# TESTO DI PARTENZA
Lettera di un cristiano per la pace.

di Raffaele Ibba

Oggi, seconda domenica di Quaresima dell’anno 2011, ho letto nella pagina di accoglienza di un giornale “qualsiasi" che la guerra in Libia si svolge nell’imbarazzato silenzio dei pacifisti.
Beh, non nel mio.
Da parte mi ci tengo a precisare che non c’è silenzio e non c’è imbarazzo.
Il signor Muahammar Gheddafi è un signore che mi sta sulle spine fin da quando prese il potere contro re Idris 42 anni fa.
Non ho mai avuto simpatia per lui. Probabilmente perché gli somiglio, o perché lui somiglia a me, più ragionevolmente.
Fattostà che, pur non avendo mai letto il “Libro verde”, pensai fin da allora che se uno deteneva il potere non aveva bisogno di grandi giustificazioni teoriche, salvo il fatto che governava e chi governava doveva essere d’accordo con lui, grosso modo.
Infatti, resto convinto che con le baionette si può fare molto, ma non ci si può sedere sopra le stesse.
Gheddafi tuttavia non lo sa ed essendo soltanto un bandito ed un assassino ed essendolo da 42 anni (non mi pronuncio sui precedenti 27, ma tendo a credere che non mi sarebbe stato simpatico comunque) pensa che le baionette possano essere un comodo sedile.
Neppure il signor Sarkozy mi sta simpatico. Si tratta di una delle ultime caricature imbelli del “notrepresident” e pure scritto senza accenti. 
È un signore che neppure sa di essere un bandito.
La guerra in Libia, come tutte le guerre, è l’ultimo rifugio degli imbecilli (frase di Isaac Asimov) e tra costoro ci metto pure il presidente Obama, che è troppo “Presidente di tutto il popolo degli Stati Uniti” per fare davvero la politica di pace che vorrebbe fare. 
Forse.
E poi c’è da dire che la cultura della morte e della guerra è dittatoriale e totalitaria ed è presente in ciascuno di noi. Per esempio nel linguaggio violento che adopero.
La guerra in Libia produrrà disastri, come disastri ha prodotto la guerra in Iraq, come disastri sta producendo la guerra in Afganistan e così via guerreggiando.
Ma non perché il signor Gheddafi resisterà.

# OBIETTIVO 1
Scala i record dalla prima riga fino a quella che contiene "256;121;293;162", entrambe incluse, riscrivendo ogni riga per intero. Moltiplica per 0,9 ciascuna coordinata nelle risposte e arrotonda all'intero, con le metà per eccesso.
I record non hanno nulla a che vedere con la lettera.

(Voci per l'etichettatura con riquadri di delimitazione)
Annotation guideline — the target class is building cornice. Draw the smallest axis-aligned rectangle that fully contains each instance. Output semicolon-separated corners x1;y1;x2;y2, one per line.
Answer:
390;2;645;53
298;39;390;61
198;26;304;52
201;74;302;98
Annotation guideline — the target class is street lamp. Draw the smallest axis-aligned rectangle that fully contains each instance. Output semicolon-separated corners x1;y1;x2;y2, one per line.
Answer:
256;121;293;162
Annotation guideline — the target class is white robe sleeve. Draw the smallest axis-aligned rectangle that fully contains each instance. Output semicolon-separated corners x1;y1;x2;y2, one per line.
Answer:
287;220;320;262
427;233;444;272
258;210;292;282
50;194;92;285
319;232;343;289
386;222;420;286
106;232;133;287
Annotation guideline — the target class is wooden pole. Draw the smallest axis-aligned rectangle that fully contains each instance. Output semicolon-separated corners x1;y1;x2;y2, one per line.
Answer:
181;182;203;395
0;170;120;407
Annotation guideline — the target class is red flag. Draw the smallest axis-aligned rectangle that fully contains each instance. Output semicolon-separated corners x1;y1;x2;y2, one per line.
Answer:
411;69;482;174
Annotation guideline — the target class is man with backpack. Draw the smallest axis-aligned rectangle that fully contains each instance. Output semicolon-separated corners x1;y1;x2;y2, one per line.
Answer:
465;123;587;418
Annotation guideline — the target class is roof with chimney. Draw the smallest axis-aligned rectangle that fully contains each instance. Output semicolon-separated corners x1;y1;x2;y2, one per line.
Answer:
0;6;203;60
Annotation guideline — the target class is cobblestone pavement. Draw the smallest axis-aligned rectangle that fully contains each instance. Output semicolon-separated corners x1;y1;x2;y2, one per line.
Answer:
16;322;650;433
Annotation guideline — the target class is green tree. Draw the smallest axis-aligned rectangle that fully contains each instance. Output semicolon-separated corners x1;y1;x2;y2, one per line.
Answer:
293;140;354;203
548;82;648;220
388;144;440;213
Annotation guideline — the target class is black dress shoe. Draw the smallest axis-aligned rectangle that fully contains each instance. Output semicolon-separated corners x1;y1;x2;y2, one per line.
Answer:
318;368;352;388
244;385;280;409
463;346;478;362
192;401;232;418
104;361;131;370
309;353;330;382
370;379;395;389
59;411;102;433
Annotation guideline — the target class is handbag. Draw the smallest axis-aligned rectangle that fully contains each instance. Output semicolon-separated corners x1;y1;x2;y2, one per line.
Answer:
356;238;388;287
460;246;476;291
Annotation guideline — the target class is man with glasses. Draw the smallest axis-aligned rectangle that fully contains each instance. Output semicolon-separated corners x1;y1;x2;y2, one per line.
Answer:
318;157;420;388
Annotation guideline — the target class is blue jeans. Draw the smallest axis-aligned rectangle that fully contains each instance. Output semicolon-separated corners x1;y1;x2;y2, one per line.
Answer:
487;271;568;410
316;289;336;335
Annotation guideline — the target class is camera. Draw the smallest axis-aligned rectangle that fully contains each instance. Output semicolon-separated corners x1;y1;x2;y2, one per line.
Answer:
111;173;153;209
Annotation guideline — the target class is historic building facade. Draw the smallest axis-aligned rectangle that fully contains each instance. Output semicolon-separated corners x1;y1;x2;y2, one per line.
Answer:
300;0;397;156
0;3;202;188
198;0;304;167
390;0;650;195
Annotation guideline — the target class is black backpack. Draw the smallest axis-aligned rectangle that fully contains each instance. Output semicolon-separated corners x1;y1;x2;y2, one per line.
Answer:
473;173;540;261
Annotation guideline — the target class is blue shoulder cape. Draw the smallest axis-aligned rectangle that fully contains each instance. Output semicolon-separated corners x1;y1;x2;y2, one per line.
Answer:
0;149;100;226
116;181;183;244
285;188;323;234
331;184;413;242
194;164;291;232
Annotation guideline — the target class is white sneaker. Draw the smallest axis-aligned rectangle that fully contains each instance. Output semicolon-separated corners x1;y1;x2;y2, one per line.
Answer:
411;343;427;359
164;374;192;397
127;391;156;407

# OBIETTIVO 2
Stabilisci se ciascuna affermazione concorda con la lettera. Rispondi sì o no e cita testualmente le parole decisive.
(a) Gheddafi ha preso il potere contro re Idris 42 anni prima della lettera.
(b) La frase sulla guerra come ultimo rifugio degli imbecilli è attribuita a Obama.
(c) La lettera è stata scritta nella prima domenica di Quaresima del 2011.

# RISPOSTA FINALE 1
Annotation guideline — the target class is building cornice. Draw the smallest axis-aligned rectangle that fully contains each instance. Output semicolon-separated corners x1;y1;x2;y2, one per line.
Answer:
351;2;581;48
268;35;351;55
178;23;274;47
181;67;272;88
Annotation guideline — the target class is street lamp. Draw the smallest axis-aligned rectangle that fully contains each instance. Output semicolon-separated corners x1;y1;x2;y2, one per line.
Answer:
230;109;264;146

# RISPOSTA FINALE 2
(a) Sì: "prese il potere contro re Idris 42 anni fa".
(b) No: "(frase di Isaac Asimov)".
(c) No: "seconda domenica di Quaresima dell’anno 2011".